Natural-language object grounding data:
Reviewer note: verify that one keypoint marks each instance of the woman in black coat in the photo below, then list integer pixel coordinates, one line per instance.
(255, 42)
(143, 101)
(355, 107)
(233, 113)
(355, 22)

Task objective
Give all the records above again, wording unchanged.

Answer box
Reviewer note: verify that one keypoint marks each instance of the woman in black coat in the photo below, then list integer pixel coordinates, one line per instance.
(255, 42)
(143, 101)
(355, 107)
(233, 113)
(355, 22)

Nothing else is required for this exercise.